Reader Question: Open-source and non-Microsoft platforms are growing in size and stature. What are you going to do to improve your standing amongst developers working in these areas? Even if existing policy requires that you protect your latest hardware research, why aren't we at least getting the specs for hardware from previous years? Or why not work with developers and release a standard HAL API that hides the details but allows us to talk to your hardware in a low-level way for creating platform-specific drivers?—pmanias

David Kirk: nVidia supports open-source software platforms. Linux is a small fraction of a percent of our user base, and we devote far more energy and effort to making robust and performant Linux drivers than that. My sense is that developers on those platforms are quite happy with our efforts, particularly considering the alternatives!

## Things to do:
[1] Print the stretch of the nVidia Q&A from "David Kirk: nVidia" through "considering the alternatives!".
[2] In the nVidia Q&A, how large a share of nVidia's user base does David Kirk say Linux represents?
[3] Pick up the nVidia Q&A after its final sentence and keep it going.
The data that follows has nothing to do with the nVidia Q&A.

## Raw records:
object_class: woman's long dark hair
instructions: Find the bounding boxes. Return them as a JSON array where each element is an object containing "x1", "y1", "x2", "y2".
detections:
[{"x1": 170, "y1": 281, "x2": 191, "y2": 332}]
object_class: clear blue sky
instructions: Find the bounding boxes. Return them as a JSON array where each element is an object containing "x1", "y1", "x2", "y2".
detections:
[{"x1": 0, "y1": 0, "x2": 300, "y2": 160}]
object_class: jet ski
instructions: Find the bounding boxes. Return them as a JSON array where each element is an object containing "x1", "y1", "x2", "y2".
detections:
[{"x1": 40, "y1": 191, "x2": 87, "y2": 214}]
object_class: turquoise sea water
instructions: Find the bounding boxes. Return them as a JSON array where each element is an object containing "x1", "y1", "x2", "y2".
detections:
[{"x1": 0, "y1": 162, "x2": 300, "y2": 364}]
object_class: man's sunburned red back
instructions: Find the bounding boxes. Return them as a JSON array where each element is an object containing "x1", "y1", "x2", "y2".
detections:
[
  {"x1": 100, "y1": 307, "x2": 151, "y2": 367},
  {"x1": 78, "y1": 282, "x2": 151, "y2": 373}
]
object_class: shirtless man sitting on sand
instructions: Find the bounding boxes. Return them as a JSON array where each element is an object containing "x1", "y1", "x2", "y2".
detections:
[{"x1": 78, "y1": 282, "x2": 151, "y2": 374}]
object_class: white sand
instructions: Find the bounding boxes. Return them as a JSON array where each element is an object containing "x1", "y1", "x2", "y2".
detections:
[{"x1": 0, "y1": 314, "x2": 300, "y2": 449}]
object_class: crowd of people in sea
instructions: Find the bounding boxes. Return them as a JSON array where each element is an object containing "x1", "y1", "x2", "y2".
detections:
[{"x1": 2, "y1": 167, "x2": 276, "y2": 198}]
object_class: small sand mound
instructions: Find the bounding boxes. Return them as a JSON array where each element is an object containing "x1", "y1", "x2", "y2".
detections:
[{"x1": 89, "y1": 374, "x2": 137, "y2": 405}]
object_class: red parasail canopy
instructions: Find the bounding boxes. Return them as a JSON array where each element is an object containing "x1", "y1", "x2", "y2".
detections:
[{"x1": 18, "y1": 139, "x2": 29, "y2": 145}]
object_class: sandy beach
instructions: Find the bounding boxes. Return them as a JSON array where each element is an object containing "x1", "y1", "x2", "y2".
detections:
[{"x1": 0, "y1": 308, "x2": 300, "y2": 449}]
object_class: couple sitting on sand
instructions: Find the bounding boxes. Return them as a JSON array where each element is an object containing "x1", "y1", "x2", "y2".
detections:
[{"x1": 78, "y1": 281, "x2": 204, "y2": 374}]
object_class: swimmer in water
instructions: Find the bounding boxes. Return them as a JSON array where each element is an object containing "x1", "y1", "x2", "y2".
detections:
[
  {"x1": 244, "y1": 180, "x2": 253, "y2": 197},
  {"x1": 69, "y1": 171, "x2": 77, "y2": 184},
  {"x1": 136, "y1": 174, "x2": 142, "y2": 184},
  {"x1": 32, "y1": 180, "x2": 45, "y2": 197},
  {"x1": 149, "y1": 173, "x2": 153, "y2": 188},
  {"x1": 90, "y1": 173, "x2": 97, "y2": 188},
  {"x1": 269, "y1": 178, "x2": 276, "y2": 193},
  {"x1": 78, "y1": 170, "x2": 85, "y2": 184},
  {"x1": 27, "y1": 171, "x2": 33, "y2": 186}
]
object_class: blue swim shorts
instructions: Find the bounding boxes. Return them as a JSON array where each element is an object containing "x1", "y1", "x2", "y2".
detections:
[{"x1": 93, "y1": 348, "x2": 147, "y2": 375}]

## Task-by-task results:
[1]
David Kirk: nVidia supports open-source software platforms. Linux is a small fraction of a percent of our user base, and we devote far more energy and effort to making robust and performant Linux drivers than that. My sense is that developers on those platforms are quite happy with our efforts, particularly considering the alternatives!

[2] A small fraction of a percent.

[3]
As graphics hardware becomes more programmable—and easier to program—it makes more sense for us to release more interface and instruction set information, and I expect that will happen more and more over time. In the past, the interfaces to the graphics hardware have been too arcane and complex to even describe, let alone publish for public consumption. There is also a security issue—it's possible for hackers to take bad advantage of raw hardware interfaces. Continued . . . Reader Question: With all of the pressing towards more powerful graphics cards to handle features such as FSAA and anisotropic filtering, why do we still use inefficient, "fake" methods to achieve these effects?—thalyn

David Kirk: Looking at my answer from the question about ray-casting and lighting effects, graphics is all "fake" methods. The trick is to perform a clever fake and not get caught! All graphics algorithms do less work than the real physical universe but attempt to produce a realistic simulation.

I'll discuss FSAA and Anisotropic filtering separately.

FSAA—full scene antialiasing—implies that the full scene is completely correctly sampled. In other words, even if little tiny slivers of triangles 1/1000th of a pixel wide cover the screen, each pixel's color will be correct as if you exactly correctly divided each pixel into the area covered by each little triangle and integrated the colors. Of course, this isn't practical, and it isn't how any hardware or software works. We approximate that result using a technique known as "point sampling." We evaluate, or sample, each pixel in one or more points, and assume that will be a good estimate.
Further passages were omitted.